= Requirement =
Scale the records from the line with "segment --target=stove burner" to the line with "M 121 217 L", both included, and write out only those lines, requests included. Multiply every polygon vertex coordinate in the answers by 2.4 and round to whole numbers, with halves rounding up, while the requests and their format samples stay as they are.
----- Source records -----
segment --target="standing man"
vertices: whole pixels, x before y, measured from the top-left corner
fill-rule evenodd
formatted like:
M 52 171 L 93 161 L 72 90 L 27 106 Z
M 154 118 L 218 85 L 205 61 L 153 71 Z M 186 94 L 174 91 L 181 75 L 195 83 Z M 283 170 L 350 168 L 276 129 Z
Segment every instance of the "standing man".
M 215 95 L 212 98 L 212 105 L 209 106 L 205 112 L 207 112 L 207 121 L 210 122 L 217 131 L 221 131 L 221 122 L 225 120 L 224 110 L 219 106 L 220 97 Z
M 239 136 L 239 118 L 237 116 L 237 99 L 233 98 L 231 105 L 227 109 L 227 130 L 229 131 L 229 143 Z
-----
----- Source records -----
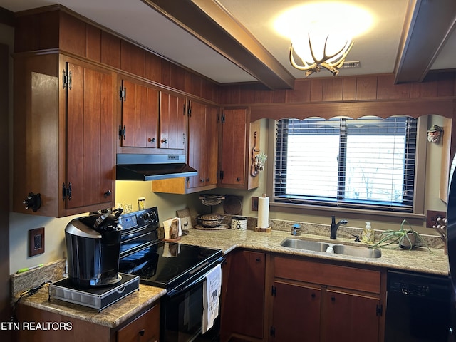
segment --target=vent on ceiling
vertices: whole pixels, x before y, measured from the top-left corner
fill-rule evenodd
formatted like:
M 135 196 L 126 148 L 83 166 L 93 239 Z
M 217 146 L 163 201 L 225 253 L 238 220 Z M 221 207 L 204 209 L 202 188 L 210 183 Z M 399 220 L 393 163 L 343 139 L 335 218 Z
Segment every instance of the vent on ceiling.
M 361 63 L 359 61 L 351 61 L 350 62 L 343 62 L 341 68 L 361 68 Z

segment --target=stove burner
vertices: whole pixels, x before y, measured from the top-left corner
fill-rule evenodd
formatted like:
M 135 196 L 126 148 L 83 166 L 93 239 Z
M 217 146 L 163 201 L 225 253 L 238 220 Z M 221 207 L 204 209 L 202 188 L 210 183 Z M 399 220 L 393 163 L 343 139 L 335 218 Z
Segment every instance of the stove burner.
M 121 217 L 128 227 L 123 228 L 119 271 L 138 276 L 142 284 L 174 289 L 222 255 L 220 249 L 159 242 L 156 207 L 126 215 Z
-----
= The output =
segment --target=stove burner
vertices: whole pixels, x before y, measured from the top-left corner
fill-rule evenodd
formatted like:
M 135 196 L 126 148 L 83 166 L 93 239 Z
M 217 146 L 163 201 L 225 253 L 238 220 Z M 221 207 L 204 209 L 202 188 L 210 183 Z M 399 220 L 393 163 L 343 139 L 335 218 Z
Segment every instance of the stove burner.
M 290 521 L 307 545 L 295 547 L 286 650 L 331 662 L 341 682 L 418 694 L 533 612 L 528 598 L 382 581 L 374 497 L 302 516 Z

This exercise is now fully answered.